■ Given instruction A ■
Recast the records, from their first line up to and including the line containing "Return the outline", as a Markdown table with the columns Row and Line, leaving out blank lines.

■ Passage shown ■
┄┄┄┄┄┄┄┄┄┄┄┄┄┄┄┄┄┄┄┄

He favoured the discipline of vichara (self-inquiry), which he advocated to many visitors in the spirit of Advaita (non-dualism). He disliked the customary expositions of Vedanta associated with pundits, who exercised a rote learning of scriptures. Ramana was completely independent of organisations like the Shankara Order.

Vichara is viewed as an innovative feature of his communications, relating to the “realisation of the Self,” a Vedantic theme prone to abuse and facile interpretation. The protractedly introverted and normalising “realisation” of Ramana, in his early years, contrasts with glib assumptions about achieving “Nondualism” and “Self-realisation.” Those contractions are frequently encountered in both India and the West. The fantasised “short cut” is not convincing to some analysts, though very appealing to overnight gurus. The facile scenario of effortless enlightenment is well known in relation to the American guru Andrew Cohen. Ramana’s emphasis on the constant practice of self-enquiry is often abbreviated to slogans like “Be as you are,” singularly convenient for exploiters. Related mantras have become pervasive in the “new age” of commercial mysticism.

A lop-sided view of Ramana Maharshi in his later years, as an abstracted contemplative, has been corrected by partisan writer David Godman. Ramana industriously prepared food at his ashram for about 15 years; he also closely supervised building work during the 1930s. He was evidently not too keen about having to sit in the audience (darshan) hall where he received all visitors; he often referred to that hall as his prison.

Although an unusual teacher (and one who did not describe himself as a guru), Ramana was not venturesome in the area of social reform. According to a well known commentator, he “did not disapprove of orthodoxy in general” (Osborne 1954:77). Ramana certainly did not condemn caste norms, which were reflected to some extent in the emerging ashram management run on conservative lines. The leader of management staff was his brother, a renunciate who wore the traditional ochre robe. The increasing number of visitors, during the 1940s, imposed changes, including the building of a new and more imposing audience hall to which the sage was averse.

“A brahman code prevailed in the kitchens, where only brahmans could prepare the food” (Shepherd 2004:156). However, free food was dispensed to sadhus and the poor on a daily basis. The formalism of management officials is reported to have been resented by visiting devotees; there was even a request that the management be removed (Osborne 1954:120).

The ashram dining hall was partitioned, the orthodox brahmans sitting to one side, while on the other side sat the lower castes, non-Hindus, and liberal brahmans. “Sri Bhagavan [Ramana] says nothing to induce Brahmins either to retain or discard their orthodoxy” (Osborne 1954:133). Nevertheless, “he often turned a blind eye when devotees violated caste rules” (Godman, Bhagavan the Atiasrami). His perspective is described in terms of: “He had no opinions on these scripted events [occurring in the world], and no desire to change their course” (Godman, Bhagavan and Politics).

┄┄┄┄┄┄┄┄┄┄┄┄┄┄┄┄┄┄┄┄

[Contour labeling items]
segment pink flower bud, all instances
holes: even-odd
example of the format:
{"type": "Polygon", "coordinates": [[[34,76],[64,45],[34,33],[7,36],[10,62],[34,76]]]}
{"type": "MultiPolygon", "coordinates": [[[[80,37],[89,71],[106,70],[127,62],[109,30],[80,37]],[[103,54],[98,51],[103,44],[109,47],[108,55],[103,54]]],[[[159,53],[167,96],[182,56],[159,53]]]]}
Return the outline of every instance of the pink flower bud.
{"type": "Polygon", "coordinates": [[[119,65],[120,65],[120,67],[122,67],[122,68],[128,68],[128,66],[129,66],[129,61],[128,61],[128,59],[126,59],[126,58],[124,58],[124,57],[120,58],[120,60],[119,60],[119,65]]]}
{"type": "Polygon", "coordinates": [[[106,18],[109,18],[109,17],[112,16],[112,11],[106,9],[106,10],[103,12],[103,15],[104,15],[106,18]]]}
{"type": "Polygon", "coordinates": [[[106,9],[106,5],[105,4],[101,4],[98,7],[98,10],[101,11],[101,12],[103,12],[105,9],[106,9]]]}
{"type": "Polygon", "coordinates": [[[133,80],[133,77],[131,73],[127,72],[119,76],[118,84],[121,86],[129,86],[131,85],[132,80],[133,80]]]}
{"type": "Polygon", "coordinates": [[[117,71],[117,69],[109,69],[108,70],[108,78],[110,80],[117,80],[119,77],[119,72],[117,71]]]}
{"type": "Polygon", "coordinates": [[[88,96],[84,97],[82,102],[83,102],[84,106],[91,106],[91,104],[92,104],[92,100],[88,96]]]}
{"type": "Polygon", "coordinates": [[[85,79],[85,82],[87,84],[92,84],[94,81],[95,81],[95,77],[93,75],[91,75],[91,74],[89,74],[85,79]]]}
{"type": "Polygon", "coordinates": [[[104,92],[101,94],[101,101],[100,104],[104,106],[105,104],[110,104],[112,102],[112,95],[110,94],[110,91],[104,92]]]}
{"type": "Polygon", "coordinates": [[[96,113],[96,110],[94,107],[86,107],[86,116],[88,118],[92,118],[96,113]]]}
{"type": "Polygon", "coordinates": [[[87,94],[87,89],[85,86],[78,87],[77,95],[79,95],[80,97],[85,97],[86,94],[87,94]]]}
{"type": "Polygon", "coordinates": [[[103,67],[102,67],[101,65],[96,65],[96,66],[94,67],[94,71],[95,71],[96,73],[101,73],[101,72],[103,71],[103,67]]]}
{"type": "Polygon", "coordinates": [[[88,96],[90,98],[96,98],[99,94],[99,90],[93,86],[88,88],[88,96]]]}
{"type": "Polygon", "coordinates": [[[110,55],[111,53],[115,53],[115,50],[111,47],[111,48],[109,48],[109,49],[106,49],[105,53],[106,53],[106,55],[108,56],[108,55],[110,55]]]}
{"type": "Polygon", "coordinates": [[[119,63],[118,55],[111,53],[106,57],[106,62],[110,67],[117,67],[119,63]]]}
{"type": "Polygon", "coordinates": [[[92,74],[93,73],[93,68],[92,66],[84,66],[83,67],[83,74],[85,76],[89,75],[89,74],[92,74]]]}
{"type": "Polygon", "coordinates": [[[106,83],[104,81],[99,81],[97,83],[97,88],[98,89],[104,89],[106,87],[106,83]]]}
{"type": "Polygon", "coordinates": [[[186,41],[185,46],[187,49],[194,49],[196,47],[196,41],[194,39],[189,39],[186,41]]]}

┄┄┄┄┄┄┄┄┄┄┄┄┄┄┄┄┄┄┄┄

■ Given instruction B ■
List every parenthetical source citation that appears in the passage on Ramana Maharshi, in the order they occur.

■ Correct output A ■
| Row | Line |
|---|---|
| 1 | segment pink flower bud, all instances |
| 2 | holes: even-odd |
| 3 | example of the format: |
| 4 | {"type": "Polygon", "coordinates": [[[34,76],[64,45],[34,33],[7,36],[10,62],[34,76]]]} |
| 5 | {"type": "MultiPolygon", "coordinates": [[[[80,37],[89,71],[106,70],[127,62],[109,30],[80,37]],[[103,54],[98,51],[103,44],[109,47],[108,55],[103,54]]],[[[159,53],[167,96],[182,56],[159,53]]]]} |
| 6 | Return the outline of every instance of the pink flower bud. |

■ Correct output B ■
- (Osborne 1954:77)
- (Shepherd 2004:156)
- (Osborne 1954:120)
- (Osborne 1954:133)
- (Godman, Bhagavan the Atiasrami)
- (Godman, Bhagavan and Politics)